Turn the part below that opens with the line containing "You will write" and closes with the line containing "box: [352, 184, 375, 220]" into a JSON list of strings, one per line, with both end lines included and blank lines left out.

PROVIDED ENTRIES:
BEGIN

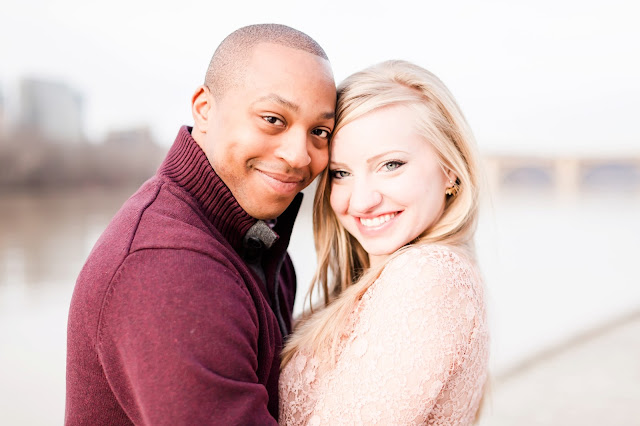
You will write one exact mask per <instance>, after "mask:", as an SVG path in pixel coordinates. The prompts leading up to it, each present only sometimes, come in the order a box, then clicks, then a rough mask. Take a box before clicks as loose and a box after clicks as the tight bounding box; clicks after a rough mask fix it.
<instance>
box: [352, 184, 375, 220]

END
BEGIN

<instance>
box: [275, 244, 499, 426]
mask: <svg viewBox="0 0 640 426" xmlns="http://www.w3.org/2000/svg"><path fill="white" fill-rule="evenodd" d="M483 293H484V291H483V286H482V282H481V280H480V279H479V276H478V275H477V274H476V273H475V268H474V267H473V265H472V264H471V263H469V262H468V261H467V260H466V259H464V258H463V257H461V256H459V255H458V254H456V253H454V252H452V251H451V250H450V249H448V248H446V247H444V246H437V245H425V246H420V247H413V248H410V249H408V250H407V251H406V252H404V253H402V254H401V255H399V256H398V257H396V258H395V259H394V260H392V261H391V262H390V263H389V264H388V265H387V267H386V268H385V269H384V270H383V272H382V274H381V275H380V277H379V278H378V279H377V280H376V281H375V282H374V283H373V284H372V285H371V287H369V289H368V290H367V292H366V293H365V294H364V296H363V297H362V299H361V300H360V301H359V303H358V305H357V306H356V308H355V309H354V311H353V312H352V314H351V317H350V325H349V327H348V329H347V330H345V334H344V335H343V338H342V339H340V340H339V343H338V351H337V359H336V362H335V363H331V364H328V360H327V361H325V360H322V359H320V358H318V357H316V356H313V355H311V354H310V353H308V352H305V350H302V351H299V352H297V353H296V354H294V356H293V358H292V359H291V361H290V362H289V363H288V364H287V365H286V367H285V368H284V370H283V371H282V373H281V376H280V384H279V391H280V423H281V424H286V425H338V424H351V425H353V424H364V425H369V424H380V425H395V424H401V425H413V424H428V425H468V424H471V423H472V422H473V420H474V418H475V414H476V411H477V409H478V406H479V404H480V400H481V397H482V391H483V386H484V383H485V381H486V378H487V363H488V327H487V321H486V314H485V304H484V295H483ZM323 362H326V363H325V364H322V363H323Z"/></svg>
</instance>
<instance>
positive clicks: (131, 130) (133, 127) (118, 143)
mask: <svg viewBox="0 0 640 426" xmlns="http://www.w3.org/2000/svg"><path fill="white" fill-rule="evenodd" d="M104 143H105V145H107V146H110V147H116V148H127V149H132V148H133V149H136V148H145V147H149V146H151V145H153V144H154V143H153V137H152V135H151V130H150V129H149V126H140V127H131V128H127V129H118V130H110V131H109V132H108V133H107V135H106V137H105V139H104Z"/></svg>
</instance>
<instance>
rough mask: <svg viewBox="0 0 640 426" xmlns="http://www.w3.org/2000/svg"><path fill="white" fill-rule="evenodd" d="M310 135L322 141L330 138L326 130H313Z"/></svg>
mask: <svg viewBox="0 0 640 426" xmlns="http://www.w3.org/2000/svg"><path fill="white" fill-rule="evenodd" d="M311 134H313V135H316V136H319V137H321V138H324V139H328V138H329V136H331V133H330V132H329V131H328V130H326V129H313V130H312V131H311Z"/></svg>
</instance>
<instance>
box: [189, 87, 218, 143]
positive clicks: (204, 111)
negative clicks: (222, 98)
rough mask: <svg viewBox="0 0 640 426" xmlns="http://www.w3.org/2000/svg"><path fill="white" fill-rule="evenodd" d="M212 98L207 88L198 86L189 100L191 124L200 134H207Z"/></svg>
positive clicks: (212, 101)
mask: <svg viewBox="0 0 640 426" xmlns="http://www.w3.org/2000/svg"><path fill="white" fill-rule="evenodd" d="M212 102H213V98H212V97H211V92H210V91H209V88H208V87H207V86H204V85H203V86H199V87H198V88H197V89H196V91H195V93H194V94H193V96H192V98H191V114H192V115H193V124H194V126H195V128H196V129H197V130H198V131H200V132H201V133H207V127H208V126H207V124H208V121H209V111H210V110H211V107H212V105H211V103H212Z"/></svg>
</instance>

END

RESULT:
[
  "You will write one exact mask per <instance>, after \"mask:\", as an SVG path in pixel coordinates. The prompts leading up to it, each present only sometimes, come in the order a box, then clicks, then a rough mask. Take a box before clicks as loose and a box after clicks as the tight bounding box; clicks after a rough mask fix it.",
  "<instance>",
  "box: [352, 184, 375, 220]"
]